ASSIGNED TASK 1 —
In the forum post about Chandra Levy, copy the passage from "The take on" up to and including "never jogged, anywhere.".
ASSIGNED TASK 2 —
Check each statement against the forum post about Chandra Levy and answer yes or no, quoting the words that decide it: (a) The writer says Chandra jogged regularly. (b) The writer's book includes a chapter on Condit's alibi. (c) Chandra told her friends that Rock Creek Park was a safe place.

SELECTED TEXT —
[Start of section]

PostPosted: Sun Feb 22, 2009 3:39 am    Post subject: Reply with quote

post to helpofindthemissing.org:

Hi all, I'm annalyzer's brother, rd. I started posting in 2001 when Chandra disappeared and then Laci Peterson and continued to focus on missing women which I dedicated my site to, www.justiceforchandra.com

I posted my book Murder on a Horse Trail: The Disappearance of Chandra Levy here. Please feel free to read. I'll be glad to answer any questions.

The take on Guandique is complex. I have a chapter on Guandique. I also have a chapter on Condit's Alibi. Of much more depth on Guandique is last years thread on the Washington Post series since they basically were trying to pin it on him and whitewash Condit.

My thoughts start with that it is a crime to place Chandra in the middle of a national forest on top of the highest hill in DC. Not a one of you women would have been in that forest alone, much less without a cell phone which she used to monitor her answering machine constantly for messages from Condit, without your wallet, without any pepper spray she always carried or any other protection, and without enough time to get home before dark.

None of you would have done it, and it's a crime to say that Chandra did it when there was no basis of her ever having done anything like that.

She never jogged, anywhere.

She was never known to go to Rock Creek Park by her friends. Indeed, she told them it was a dangerous place.

[End of section]

MATERIAL SUPPLIED —

[Start of section]

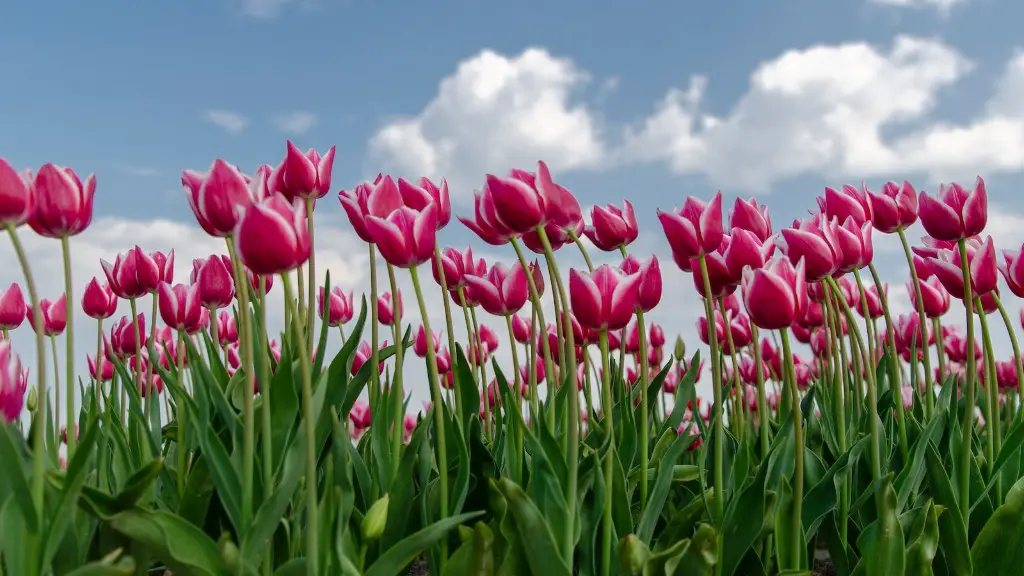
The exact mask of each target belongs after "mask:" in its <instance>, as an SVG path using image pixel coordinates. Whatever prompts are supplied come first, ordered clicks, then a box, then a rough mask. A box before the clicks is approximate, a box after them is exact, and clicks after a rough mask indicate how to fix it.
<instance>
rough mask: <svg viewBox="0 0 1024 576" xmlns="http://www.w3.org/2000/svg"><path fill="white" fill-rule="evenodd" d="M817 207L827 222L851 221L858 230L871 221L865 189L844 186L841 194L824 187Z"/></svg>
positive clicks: (848, 186)
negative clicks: (864, 224) (824, 191)
mask: <svg viewBox="0 0 1024 576" xmlns="http://www.w3.org/2000/svg"><path fill="white" fill-rule="evenodd" d="M817 200H818V207H819V208H820V209H821V213H822V214H824V215H825V219H827V220H838V221H839V222H840V223H844V222H846V220H847V219H848V218H850V219H852V220H853V225H854V228H857V229H859V228H860V227H862V225H864V223H865V222H870V220H871V208H870V205H869V202H868V200H867V188H866V187H863V188H860V189H858V188H857V187H854V186H850V184H845V186H844V187H843V192H838V191H837V190H836V189H834V188H827V187H825V195H824V197H818V199H817Z"/></svg>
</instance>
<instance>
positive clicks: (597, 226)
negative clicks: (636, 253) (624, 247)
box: [584, 200, 640, 252]
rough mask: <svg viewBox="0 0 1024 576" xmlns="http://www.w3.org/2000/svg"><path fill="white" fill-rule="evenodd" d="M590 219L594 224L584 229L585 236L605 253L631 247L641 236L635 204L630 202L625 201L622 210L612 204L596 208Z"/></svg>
mask: <svg viewBox="0 0 1024 576" xmlns="http://www.w3.org/2000/svg"><path fill="white" fill-rule="evenodd" d="M590 219H591V222H592V223H591V225H589V227H587V228H586V229H584V234H585V235H586V236H587V238H589V239H590V241H591V242H592V243H593V244H594V246H597V248H598V249H599V250H604V251H605V252H611V251H614V250H618V249H620V248H624V247H626V246H629V245H630V244H632V243H633V241H634V240H636V239H637V236H639V235H640V229H639V227H637V218H636V214H634V212H633V204H632V203H630V201H629V200H625V201H623V208H622V210H620V209H618V207H617V206H613V205H611V204H608V206H607V207H604V206H594V208H593V209H592V210H591V212H590Z"/></svg>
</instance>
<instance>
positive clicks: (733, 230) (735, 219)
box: [729, 198, 772, 243]
mask: <svg viewBox="0 0 1024 576" xmlns="http://www.w3.org/2000/svg"><path fill="white" fill-rule="evenodd" d="M729 228H730V229H732V230H733V232H732V234H735V229H740V230H745V231H748V232H750V233H752V234H754V236H755V237H756V238H757V239H758V240H760V241H761V242H762V243H766V242H768V239H769V238H771V236H772V231H771V215H769V214H768V207H767V206H765V205H763V204H762V205H759V204H758V201H757V200H756V199H754V198H752V199H750V200H741V199H739V198H737V199H736V203H735V204H733V205H732V210H730V211H729Z"/></svg>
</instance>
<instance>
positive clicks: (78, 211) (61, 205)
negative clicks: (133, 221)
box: [29, 164, 96, 238]
mask: <svg viewBox="0 0 1024 576" xmlns="http://www.w3.org/2000/svg"><path fill="white" fill-rule="evenodd" d="M95 194H96V176H95V174H89V177H88V178H86V179H85V183H84V184H83V183H82V180H80V179H79V177H78V174H76V173H75V171H74V170H72V169H71V168H63V167H60V166H56V165H54V164H45V165H43V167H42V168H40V169H39V172H38V173H36V176H35V178H33V180H32V196H33V209H32V216H31V217H30V218H29V225H30V227H32V230H34V231H35V232H36V234H38V235H40V236H44V237H46V238H67V237H70V236H76V235H78V234H79V233H81V232H82V231H84V230H85V229H87V228H88V227H89V224H90V223H91V222H92V199H93V197H94V196H95Z"/></svg>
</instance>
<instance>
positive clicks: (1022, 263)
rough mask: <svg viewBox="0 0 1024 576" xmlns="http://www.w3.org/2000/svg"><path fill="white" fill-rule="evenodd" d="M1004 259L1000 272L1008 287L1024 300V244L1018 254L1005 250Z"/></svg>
mask: <svg viewBox="0 0 1024 576" xmlns="http://www.w3.org/2000/svg"><path fill="white" fill-rule="evenodd" d="M1002 258H1004V262H1002V264H1001V265H999V272H1000V273H1002V278H1004V279H1005V280H1006V281H1007V286H1009V287H1010V291H1011V292H1013V293H1014V294H1015V295H1017V297H1019V298H1024V244H1021V249H1020V251H1018V252H1013V251H1011V250H1004V252H1002Z"/></svg>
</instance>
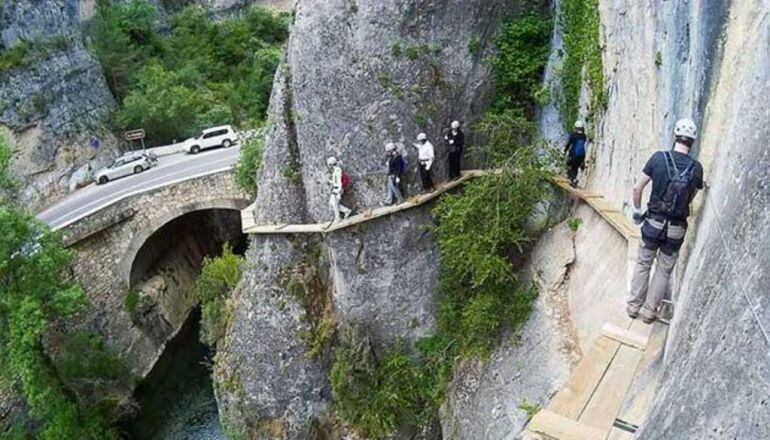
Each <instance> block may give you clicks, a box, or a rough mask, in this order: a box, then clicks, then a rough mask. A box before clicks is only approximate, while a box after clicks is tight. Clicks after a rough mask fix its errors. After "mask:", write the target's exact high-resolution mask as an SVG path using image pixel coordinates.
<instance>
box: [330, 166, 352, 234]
mask: <svg viewBox="0 0 770 440" xmlns="http://www.w3.org/2000/svg"><path fill="white" fill-rule="evenodd" d="M326 166H327V168H328V169H329V177H328V179H327V183H328V184H329V189H330V192H331V195H330V196H329V207H330V208H331V210H332V212H333V213H334V223H337V222H339V221H340V212H342V214H343V216H344V218H348V216H349V215H350V213H351V212H352V210H351V209H350V208H348V207H347V206H345V205H343V204H342V203H340V201H341V200H342V193H343V191H344V190H345V188H344V185H343V180H344V179H343V172H342V167H340V166H339V164H338V163H337V158H336V157H334V156H332V157H329V158H328V159H326Z"/></svg>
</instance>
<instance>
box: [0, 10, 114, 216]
mask: <svg viewBox="0 0 770 440" xmlns="http://www.w3.org/2000/svg"><path fill="white" fill-rule="evenodd" d="M92 3H93V2H89V1H77V0H67V1H54V0H45V1H36V2H20V1H15V2H5V3H4V4H3V7H2V13H1V15H0V48H2V49H4V50H6V51H13V50H17V51H19V50H20V51H23V52H24V56H23V58H24V61H23V62H21V63H19V64H18V65H15V66H13V67H12V68H9V69H8V70H6V71H3V72H0V130H1V131H2V132H3V134H5V135H6V136H7V137H8V138H9V141H10V142H11V145H12V147H13V150H14V161H13V164H12V170H13V171H14V173H15V174H16V175H17V176H18V177H19V178H20V180H21V185H20V188H21V191H20V194H19V198H20V199H21V200H22V201H24V202H25V203H28V204H29V206H30V207H31V208H33V209H39V208H42V207H44V206H47V205H49V204H51V203H53V202H55V201H56V200H57V199H59V198H61V197H62V195H64V194H66V191H67V187H68V185H67V183H68V179H69V176H70V175H71V174H72V173H73V172H74V171H75V170H77V169H78V168H79V167H81V166H83V165H84V164H85V163H86V162H92V165H93V166H94V167H98V166H100V165H102V164H103V163H104V162H105V161H107V160H109V158H110V156H112V155H114V154H115V152H116V151H117V141H116V139H115V138H114V137H113V136H112V135H111V134H109V133H108V132H107V130H105V129H104V128H103V127H104V122H105V119H106V117H107V116H108V114H109V113H110V111H112V110H113V109H114V108H115V100H114V99H113V97H112V95H111V94H110V91H109V89H108V88H107V85H106V83H105V81H104V77H103V75H102V70H101V66H100V65H99V63H98V61H97V60H96V59H95V58H94V57H93V55H91V54H90V53H89V52H88V50H87V49H86V47H85V45H84V43H83V37H82V34H81V21H82V20H84V19H87V18H88V17H89V16H90V15H91V14H92V13H93V4H92ZM20 48H23V49H20Z"/></svg>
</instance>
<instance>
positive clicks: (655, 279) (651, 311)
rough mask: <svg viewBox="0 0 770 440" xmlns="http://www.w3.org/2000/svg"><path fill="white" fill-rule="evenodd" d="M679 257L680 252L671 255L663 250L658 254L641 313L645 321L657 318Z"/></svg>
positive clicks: (647, 320) (649, 320) (674, 252)
mask: <svg viewBox="0 0 770 440" xmlns="http://www.w3.org/2000/svg"><path fill="white" fill-rule="evenodd" d="M678 256H679V253H678V252H674V253H672V254H670V255H669V254H666V253H665V252H663V251H662V250H661V252H660V253H659V254H658V264H657V265H656V266H655V273H654V274H652V280H651V281H650V289H649V291H648V292H647V299H646V300H645V302H644V306H642V310H641V311H640V312H639V314H640V315H641V316H642V318H643V319H644V320H646V321H651V320H653V319H655V317H656V316H657V313H658V308H659V307H660V303H661V302H662V301H663V296H664V295H665V294H666V289H667V288H668V283H669V281H670V280H671V272H672V271H673V270H674V266H675V265H676V259H677V257H678Z"/></svg>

[End of section]

EXERCISE ANSWER 1 —
The take on Guandique is complex. I have a chapter on Guandique. I also have a chapter on Condit's Alibi. Of much more depth on Guandique is last years thread on the Washington Post series since they basically were trying to pin it on him and whitewash Condit.

My thoughts start with that it is a crime to place Chandra in the middle of a national forest on top of the highest hill in DC. Not a one of you women would have been in that forest alone, much less without a cell phone which she used to monitor her answering machine constantly for messages from Condit, without your wallet, without any pepper spray she always carried or any other protection, and without enough time to get home before dark.

None of you would have done it, and it's a crime to say that Chandra did it when there was no basis of her ever having done anything like that.

She never jogged, anywhere.

EXERCISE ANSWER 2 —
(a) No: "She never jogged, anywhere."
(b) Yes: "I also have a chapter on Condit's Alibi."
(c) No: "Indeed, she told them it was a dangerous place."